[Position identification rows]
>> Begin

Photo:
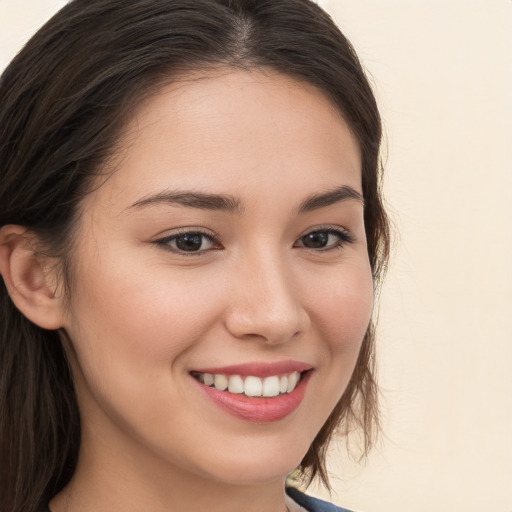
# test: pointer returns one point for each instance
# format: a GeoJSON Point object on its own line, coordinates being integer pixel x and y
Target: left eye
{"type": "Point", "coordinates": [190, 242]}
{"type": "Point", "coordinates": [324, 239]}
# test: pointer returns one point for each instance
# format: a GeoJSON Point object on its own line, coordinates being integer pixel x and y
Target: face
{"type": "Point", "coordinates": [227, 249]}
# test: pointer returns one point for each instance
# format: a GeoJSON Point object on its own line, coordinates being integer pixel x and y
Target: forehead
{"type": "Point", "coordinates": [230, 128]}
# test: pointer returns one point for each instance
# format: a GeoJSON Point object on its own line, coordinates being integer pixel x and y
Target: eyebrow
{"type": "Point", "coordinates": [317, 201]}
{"type": "Point", "coordinates": [230, 204]}
{"type": "Point", "coordinates": [201, 200]}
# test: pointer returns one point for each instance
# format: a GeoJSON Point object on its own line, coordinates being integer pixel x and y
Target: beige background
{"type": "Point", "coordinates": [443, 75]}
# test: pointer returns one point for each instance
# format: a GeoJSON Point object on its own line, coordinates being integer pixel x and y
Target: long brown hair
{"type": "Point", "coordinates": [63, 102]}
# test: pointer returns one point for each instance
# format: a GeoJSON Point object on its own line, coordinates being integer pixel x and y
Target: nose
{"type": "Point", "coordinates": [266, 303]}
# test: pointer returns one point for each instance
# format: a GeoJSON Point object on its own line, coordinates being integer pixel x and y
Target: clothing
{"type": "Point", "coordinates": [307, 502]}
{"type": "Point", "coordinates": [312, 504]}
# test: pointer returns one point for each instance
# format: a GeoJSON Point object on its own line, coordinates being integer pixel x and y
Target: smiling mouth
{"type": "Point", "coordinates": [250, 385]}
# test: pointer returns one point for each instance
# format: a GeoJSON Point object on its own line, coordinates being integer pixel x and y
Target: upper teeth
{"type": "Point", "coordinates": [251, 385]}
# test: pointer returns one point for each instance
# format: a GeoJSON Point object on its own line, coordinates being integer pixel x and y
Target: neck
{"type": "Point", "coordinates": [114, 478]}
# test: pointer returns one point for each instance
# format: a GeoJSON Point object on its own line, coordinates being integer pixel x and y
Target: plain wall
{"type": "Point", "coordinates": [443, 76]}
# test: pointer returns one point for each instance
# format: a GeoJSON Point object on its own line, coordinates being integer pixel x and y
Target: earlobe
{"type": "Point", "coordinates": [29, 278]}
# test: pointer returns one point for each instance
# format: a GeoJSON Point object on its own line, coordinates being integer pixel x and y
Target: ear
{"type": "Point", "coordinates": [30, 278]}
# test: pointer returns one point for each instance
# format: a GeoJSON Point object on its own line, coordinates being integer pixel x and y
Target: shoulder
{"type": "Point", "coordinates": [312, 504]}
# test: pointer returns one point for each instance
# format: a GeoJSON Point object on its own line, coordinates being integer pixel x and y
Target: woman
{"type": "Point", "coordinates": [192, 234]}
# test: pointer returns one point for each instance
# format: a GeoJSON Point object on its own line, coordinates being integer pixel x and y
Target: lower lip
{"type": "Point", "coordinates": [258, 409]}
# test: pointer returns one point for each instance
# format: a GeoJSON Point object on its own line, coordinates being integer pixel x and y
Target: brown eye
{"type": "Point", "coordinates": [189, 242]}
{"type": "Point", "coordinates": [325, 239]}
{"type": "Point", "coordinates": [315, 240]}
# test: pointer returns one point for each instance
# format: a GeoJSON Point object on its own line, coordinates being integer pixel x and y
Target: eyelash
{"type": "Point", "coordinates": [344, 238]}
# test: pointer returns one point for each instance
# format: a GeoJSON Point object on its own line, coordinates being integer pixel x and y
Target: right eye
{"type": "Point", "coordinates": [190, 242]}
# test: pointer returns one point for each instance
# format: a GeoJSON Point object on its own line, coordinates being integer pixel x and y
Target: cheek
{"type": "Point", "coordinates": [129, 319]}
{"type": "Point", "coordinates": [343, 308]}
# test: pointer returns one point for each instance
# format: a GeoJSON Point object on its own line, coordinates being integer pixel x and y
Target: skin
{"type": "Point", "coordinates": [143, 315]}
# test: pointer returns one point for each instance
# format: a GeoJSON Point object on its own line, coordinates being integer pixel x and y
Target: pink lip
{"type": "Point", "coordinates": [259, 369]}
{"type": "Point", "coordinates": [256, 409]}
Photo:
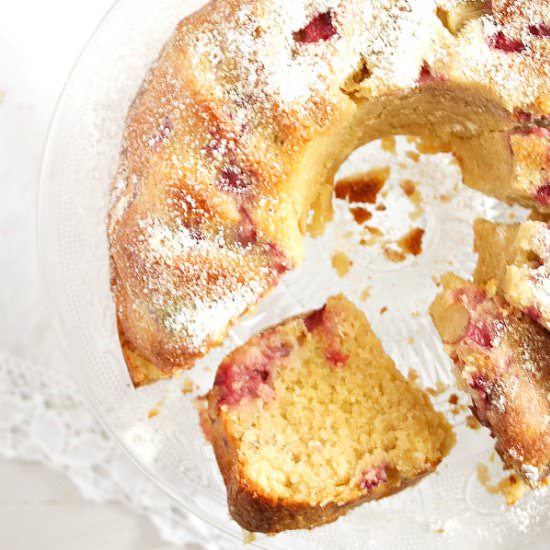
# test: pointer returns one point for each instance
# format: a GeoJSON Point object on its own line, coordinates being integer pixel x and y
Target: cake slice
{"type": "Point", "coordinates": [517, 257]}
{"type": "Point", "coordinates": [310, 418]}
{"type": "Point", "coordinates": [502, 360]}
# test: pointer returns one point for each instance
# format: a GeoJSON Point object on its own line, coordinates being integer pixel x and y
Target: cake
{"type": "Point", "coordinates": [502, 359]}
{"type": "Point", "coordinates": [241, 124]}
{"type": "Point", "coordinates": [311, 418]}
{"type": "Point", "coordinates": [517, 258]}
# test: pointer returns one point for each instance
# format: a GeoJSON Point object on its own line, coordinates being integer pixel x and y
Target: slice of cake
{"type": "Point", "coordinates": [311, 418]}
{"type": "Point", "coordinates": [502, 360]}
{"type": "Point", "coordinates": [517, 257]}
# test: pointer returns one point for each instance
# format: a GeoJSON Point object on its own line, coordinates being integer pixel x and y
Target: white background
{"type": "Point", "coordinates": [39, 42]}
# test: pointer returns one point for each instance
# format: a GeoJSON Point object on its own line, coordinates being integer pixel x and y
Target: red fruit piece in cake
{"type": "Point", "coordinates": [324, 325]}
{"type": "Point", "coordinates": [320, 28]}
{"type": "Point", "coordinates": [542, 194]}
{"type": "Point", "coordinates": [321, 441]}
{"type": "Point", "coordinates": [500, 41]}
{"type": "Point", "coordinates": [541, 30]}
{"type": "Point", "coordinates": [508, 381]}
{"type": "Point", "coordinates": [249, 375]}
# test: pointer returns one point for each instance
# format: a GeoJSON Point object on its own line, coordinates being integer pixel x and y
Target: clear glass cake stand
{"type": "Point", "coordinates": [450, 509]}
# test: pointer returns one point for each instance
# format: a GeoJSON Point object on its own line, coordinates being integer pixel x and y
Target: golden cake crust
{"type": "Point", "coordinates": [257, 511]}
{"type": "Point", "coordinates": [242, 122]}
{"type": "Point", "coordinates": [503, 361]}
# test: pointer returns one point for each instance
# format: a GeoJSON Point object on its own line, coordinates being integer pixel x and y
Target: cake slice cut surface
{"type": "Point", "coordinates": [502, 360]}
{"type": "Point", "coordinates": [311, 418]}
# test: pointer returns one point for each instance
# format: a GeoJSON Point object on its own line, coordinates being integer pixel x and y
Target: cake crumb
{"type": "Point", "coordinates": [363, 187]}
{"type": "Point", "coordinates": [411, 242]}
{"type": "Point", "coordinates": [365, 295]}
{"type": "Point", "coordinates": [341, 263]}
{"type": "Point", "coordinates": [413, 376]}
{"type": "Point", "coordinates": [511, 487]}
{"type": "Point", "coordinates": [388, 144]}
{"type": "Point", "coordinates": [408, 187]}
{"type": "Point", "coordinates": [472, 422]}
{"type": "Point", "coordinates": [187, 386]}
{"type": "Point", "coordinates": [438, 390]}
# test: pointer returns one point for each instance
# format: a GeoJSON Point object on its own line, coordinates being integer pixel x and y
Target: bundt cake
{"type": "Point", "coordinates": [241, 124]}
{"type": "Point", "coordinates": [311, 418]}
{"type": "Point", "coordinates": [517, 258]}
{"type": "Point", "coordinates": [502, 360]}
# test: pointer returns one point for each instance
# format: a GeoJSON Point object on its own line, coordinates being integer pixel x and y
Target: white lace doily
{"type": "Point", "coordinates": [43, 419]}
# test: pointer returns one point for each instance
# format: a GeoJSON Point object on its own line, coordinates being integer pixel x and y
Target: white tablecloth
{"type": "Point", "coordinates": [42, 417]}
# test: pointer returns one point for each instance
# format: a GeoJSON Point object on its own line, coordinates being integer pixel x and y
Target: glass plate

>> End

GOAL
Tally the lines of the rows above that contain the string "background", treating uppercase and lowercase as different. Reply with the number alone.

ANSWER TO THIS EXERCISE
2